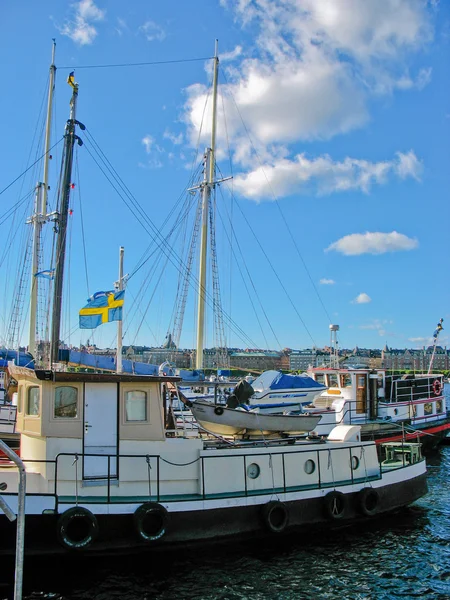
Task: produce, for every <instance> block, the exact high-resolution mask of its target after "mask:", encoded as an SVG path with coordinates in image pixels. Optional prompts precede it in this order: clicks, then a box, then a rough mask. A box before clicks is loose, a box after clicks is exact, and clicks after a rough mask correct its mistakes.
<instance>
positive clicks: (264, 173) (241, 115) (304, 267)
mask: <svg viewBox="0 0 450 600" xmlns="http://www.w3.org/2000/svg"><path fill="white" fill-rule="evenodd" d="M221 72H222V74H223V76H224V78H225V81H227V78H226V74H225V72H224V70H223V69H221ZM227 83H228V82H227ZM230 96H231V98H232V100H233V103H234V106H235V108H236V110H237V113H238V115H239V118H240V119H241V123H242V126H243V127H244V130H245V133H246V134H247V137H248V139H249V142H250V144H251V147H252V150H253V152H254V153H255V156H256V157H257V159H258V163H259V166H260V168H261V171H262V173H263V174H264V178H265V180H266V182H267V185H268V187H269V189H270V192H271V194H272V198H273V200H274V202H275V203H276V205H277V208H278V210H279V212H280V215H281V217H282V219H283V222H284V224H285V226H286V228H287V230H288V232H289V237H290V238H291V240H292V243H293V244H294V248H295V249H296V251H297V254H298V256H299V258H300V260H301V262H302V264H303V267H304V269H305V271H306V274H307V275H308V278H309V280H310V282H311V284H312V286H313V289H314V291H315V293H316V295H317V297H318V299H319V302H320V304H321V306H322V308H323V310H324V312H325V314H326V316H327V319H328V321H329V323H331V322H332V320H331V317H330V315H329V313H328V311H327V309H326V307H325V304H324V302H323V300H322V297H321V295H320V293H319V290H318V289H317V286H316V284H315V283H314V280H313V278H312V276H311V273H310V272H309V269H308V267H307V265H306V262H305V260H304V258H303V255H302V253H301V252H300V248H299V247H298V244H297V242H296V241H295V238H294V236H293V234H292V230H291V228H290V227H289V224H288V222H287V220H286V217H285V216H284V213H283V211H282V209H281V206H280V203H279V200H278V197H277V196H276V194H275V192H274V190H273V187H272V186H271V184H270V181H269V179H268V177H267V175H266V172H265V170H264V165H263V163H262V160H261V157H260V155H259V153H258V151H257V149H256V147H255V145H254V143H253V140H252V138H251V136H250V132H249V130H248V128H247V126H246V124H245V122H244V119H243V117H242V114H241V112H240V110H239V107H238V105H237V102H236V100H235V98H234V96H233V94H231V93H230ZM302 322H303V320H302ZM304 327H305V329H306V330H307V328H306V325H304ZM307 331H308V330H307ZM308 334H309V332H308ZM309 336H310V337H311V334H309ZM311 339H312V337H311Z"/></svg>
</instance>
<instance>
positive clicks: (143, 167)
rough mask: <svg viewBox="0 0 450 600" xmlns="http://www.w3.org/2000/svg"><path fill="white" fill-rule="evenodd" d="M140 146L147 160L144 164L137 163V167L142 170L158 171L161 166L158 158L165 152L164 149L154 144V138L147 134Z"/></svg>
mask: <svg viewBox="0 0 450 600" xmlns="http://www.w3.org/2000/svg"><path fill="white" fill-rule="evenodd" d="M141 144H142V145H143V146H144V148H145V152H146V153H147V154H148V155H149V158H148V160H147V162H146V163H141V162H140V163H138V166H139V167H141V168H143V169H160V168H161V167H162V166H163V163H162V162H161V158H160V157H161V154H164V152H165V150H164V148H162V147H161V146H159V145H158V144H156V143H155V138H154V137H153V136H151V135H150V134H148V133H147V135H145V136H144V137H143V138H142V140H141Z"/></svg>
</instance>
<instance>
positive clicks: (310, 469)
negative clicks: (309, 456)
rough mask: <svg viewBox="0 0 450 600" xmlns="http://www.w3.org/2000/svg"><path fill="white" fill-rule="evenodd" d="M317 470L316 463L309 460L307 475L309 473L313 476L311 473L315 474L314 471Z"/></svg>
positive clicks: (308, 461) (306, 466)
mask: <svg viewBox="0 0 450 600" xmlns="http://www.w3.org/2000/svg"><path fill="white" fill-rule="evenodd" d="M315 470H316V463H315V462H314V461H313V460H311V459H309V460H307V461H306V462H305V473H307V474H308V475H311V473H314V471H315Z"/></svg>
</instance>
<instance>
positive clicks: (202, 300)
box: [195, 40, 219, 369]
mask: <svg viewBox="0 0 450 600" xmlns="http://www.w3.org/2000/svg"><path fill="white" fill-rule="evenodd" d="M218 68H219V58H218V41H217V40H216V45H215V52H214V71H213V95H212V102H213V105H212V127H211V147H210V148H206V150H205V163H204V165H205V166H204V177H203V183H202V185H201V190H202V227H201V239H200V266H199V284H198V312H197V348H196V358H195V367H196V368H197V369H202V368H203V344H204V337H205V300H206V257H207V246H208V216H209V204H210V198H211V192H212V190H213V188H214V183H215V182H214V175H215V146H216V120H217V74H218Z"/></svg>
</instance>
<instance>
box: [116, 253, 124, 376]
mask: <svg viewBox="0 0 450 600" xmlns="http://www.w3.org/2000/svg"><path fill="white" fill-rule="evenodd" d="M124 252H125V249H124V247H123V246H120V250H119V281H118V283H117V290H118V291H119V292H121V291H122V290H123V254H124ZM122 323H123V307H122V318H121V319H119V320H118V321H117V351H116V371H117V373H122V372H123V366H122V337H123V327H122Z"/></svg>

Work task:
Reproduce all of the material above verbatim, leaving out the image.

Output below:
Task: produce, for every <instance> block, the exact high-resolution mask of its target after "mask:", encoded as an SVG path with coordinates in image pixels. Optional prompts precede it in this order: clicks, then a box, then a rough mask. A box before clicks is loose, a box after clicks is exact, and clicks after a rough mask correct its mistakes.
<instance>
positive clicks: (264, 173) (241, 115) (304, 267)
mask: <svg viewBox="0 0 450 600" xmlns="http://www.w3.org/2000/svg"><path fill="white" fill-rule="evenodd" d="M221 72H222V74H223V76H224V78H225V81H227V78H226V74H225V72H224V70H223V69H221ZM227 83H228V82H227ZM230 96H231V98H232V100H233V103H234V106H235V108H236V110H237V113H238V115H239V118H240V119H241V123H242V126H243V127H244V130H245V133H246V134H247V137H248V139H249V142H250V144H251V147H252V150H253V152H254V153H255V156H256V157H257V159H258V163H259V166H260V168H261V171H262V173H263V174H264V178H265V180H266V182H267V185H268V187H269V189H270V192H271V194H272V198H273V200H274V202H275V203H276V205H277V208H278V210H279V212H280V215H281V217H282V219H283V222H284V224H285V226H286V228H287V230H288V232H289V237H290V238H291V240H292V243H293V244H294V248H295V249H296V251H297V254H298V256H299V258H300V260H301V262H302V264H303V267H304V269H305V271H306V274H307V275H308V278H309V280H310V282H311V284H312V286H313V289H314V291H315V293H316V295H317V297H318V299H319V302H320V304H321V306H322V308H323V310H324V312H325V314H326V316H327V319H328V321H329V323H331V322H332V320H331V317H330V315H329V313H328V311H327V309H326V307H325V304H324V302H323V300H322V297H321V295H320V293H319V290H318V289H317V286H316V284H315V283H314V280H313V278H312V276H311V273H310V272H309V269H308V267H307V265H306V262H305V260H304V258H303V255H302V253H301V252H300V248H299V247H298V244H297V242H296V241H295V238H294V236H293V234H292V230H291V228H290V227H289V224H288V222H287V220H286V217H285V216H284V213H283V211H282V209H281V206H280V203H279V200H278V197H277V196H276V194H275V192H274V190H273V187H272V186H271V184H270V181H269V179H268V177H267V175H266V172H265V170H264V165H263V163H262V160H261V157H260V155H259V153H258V151H257V149H256V147H255V145H254V143H253V140H252V138H251V136H250V132H249V130H248V128H247V126H246V124H245V122H244V119H243V117H242V114H241V112H240V110H239V107H238V105H237V102H236V100H235V98H234V96H233V94H231V93H230ZM302 322H303V320H302ZM304 327H305V329H306V330H307V328H306V325H304ZM307 331H308V330H307ZM308 334H309V332H308ZM309 336H310V337H311V334H309ZM311 339H312V337H311Z"/></svg>
</instance>
<instance>
positive clicks: (143, 167)
rough mask: <svg viewBox="0 0 450 600" xmlns="http://www.w3.org/2000/svg"><path fill="white" fill-rule="evenodd" d="M140 146L147 160L144 164L137 163V167L142 170L158 171L161 166L158 158L165 152L164 149L154 144V138L147 134Z"/></svg>
mask: <svg viewBox="0 0 450 600" xmlns="http://www.w3.org/2000/svg"><path fill="white" fill-rule="evenodd" d="M141 144H142V145H143V146H144V148H145V152H146V153H147V154H148V155H149V158H148V160H147V162H146V163H141V162H140V163H138V166H139V167H141V168H143V169H160V168H161V167H162V166H163V163H162V162H161V158H160V157H161V154H164V152H165V150H164V148H162V147H161V146H159V145H158V144H156V143H155V138H154V137H153V136H151V135H150V134H148V133H147V135H145V136H144V137H143V138H142V140H141Z"/></svg>
</instance>
<instance>
positive clicks: (310, 469)
negative clicks: (309, 456)
rough mask: <svg viewBox="0 0 450 600" xmlns="http://www.w3.org/2000/svg"><path fill="white" fill-rule="evenodd" d="M317 470L316 463L309 460L307 475L309 473L313 476L311 473L315 474L314 471Z"/></svg>
positive clicks: (308, 461) (306, 466)
mask: <svg viewBox="0 0 450 600" xmlns="http://www.w3.org/2000/svg"><path fill="white" fill-rule="evenodd" d="M315 470H316V463H315V462H314V461H313V460H311V459H309V460H307V461H306V462H305V473H307V474H308V475H311V473H314V471H315Z"/></svg>
</instance>
<instance>
positive clicks: (202, 300)
box: [195, 40, 219, 369]
mask: <svg viewBox="0 0 450 600" xmlns="http://www.w3.org/2000/svg"><path fill="white" fill-rule="evenodd" d="M218 68H219V58H218V41H217V40H216V45H215V52H214V71H213V95H212V102H213V105H212V127H211V147H210V148H206V150H205V163H204V165H205V166H204V177H203V183H202V185H201V190H202V227H201V239H200V266H199V284H198V312H197V348H196V358H195V367H196V368H197V369H202V368H203V344H204V337H205V300H206V257H207V246H208V216H209V204H210V198H211V192H212V190H213V188H214V183H215V182H214V175H215V146H216V120H217V74H218Z"/></svg>
</instance>
<instance>
box: [116, 253, 124, 376]
mask: <svg viewBox="0 0 450 600" xmlns="http://www.w3.org/2000/svg"><path fill="white" fill-rule="evenodd" d="M124 252H125V249H124V247H123V246H120V250H119V281H118V283H117V290H118V291H119V292H121V291H122V290H123V254H124ZM122 323H123V307H122V318H121V319H119V320H118V321H117V351H116V371H117V373H122V372H123V366H122V337H123V327H122Z"/></svg>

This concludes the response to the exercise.